• [Records shown]:
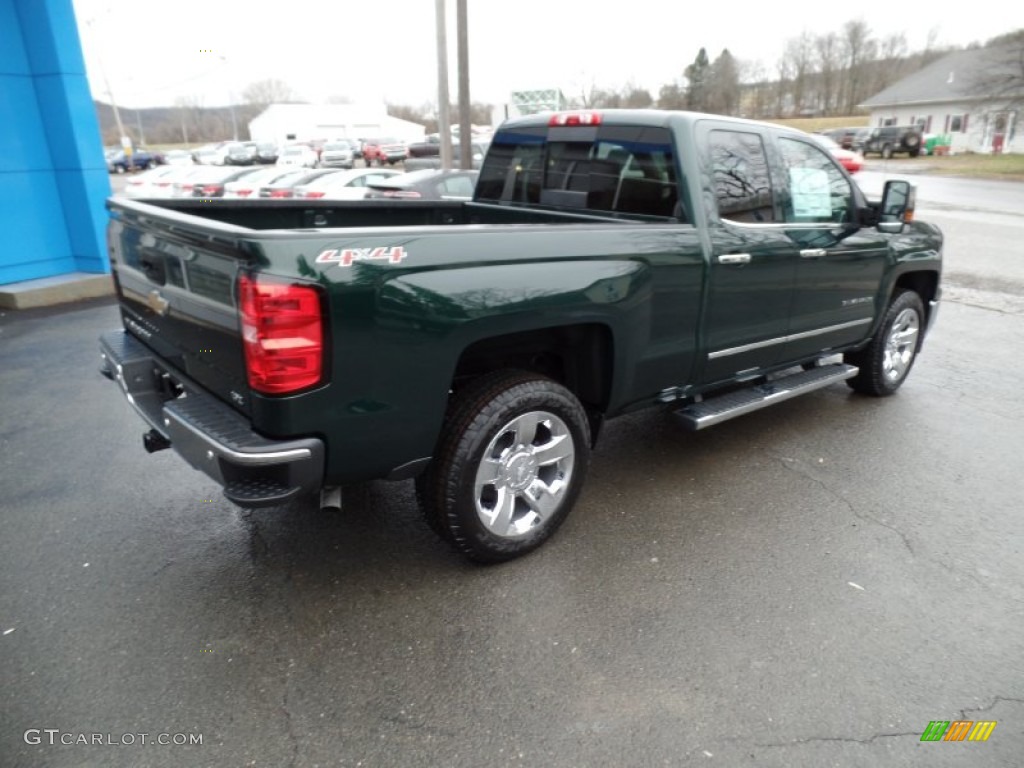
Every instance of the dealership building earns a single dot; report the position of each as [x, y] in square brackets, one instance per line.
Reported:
[282, 124]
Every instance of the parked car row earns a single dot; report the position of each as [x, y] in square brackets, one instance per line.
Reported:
[283, 182]
[851, 160]
[122, 161]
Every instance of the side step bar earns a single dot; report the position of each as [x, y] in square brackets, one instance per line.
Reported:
[716, 410]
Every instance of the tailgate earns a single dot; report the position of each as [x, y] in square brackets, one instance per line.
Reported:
[175, 280]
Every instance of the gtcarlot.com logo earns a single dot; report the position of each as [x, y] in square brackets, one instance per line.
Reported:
[55, 736]
[958, 730]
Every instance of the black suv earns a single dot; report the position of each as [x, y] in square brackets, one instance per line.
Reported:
[890, 139]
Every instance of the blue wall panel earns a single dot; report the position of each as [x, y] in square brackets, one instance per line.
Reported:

• [Task statement]:
A faithful copy of all the data above, without its pictures, is the expected result.

• [Task output]:
Every instance of the dealership building earns a single dot; report the position of each as [x, y] in square brackets, one instance per line.
Reported:
[282, 124]
Every instance of the parked car row earns a single dot; report the position of each as [x, y] in square brackets, one instance per line.
Reported:
[283, 182]
[851, 160]
[122, 161]
Every instance of the side step bar earns a single dot; report the position of each as [x, y] in square brackets, one instance per line.
Reported:
[716, 410]
Every instance of the tailgate earns a single dot; report the position of each as [x, y] in square brackets, one instance per line.
Reported:
[175, 280]
Every instance of the gtcarlot.com logo earns a single dot; report the position of each as [x, y] in square brackets, one instance per line.
Reported:
[55, 736]
[958, 730]
Every instance of the black suv earns a single dot; report the position of each as [x, y] in square brackets, one instance per line.
Reported:
[890, 139]
Every instance of the blue wall panel earns a single dot; report the position of each as [x, y] in square brackets, one instance per line.
Reported:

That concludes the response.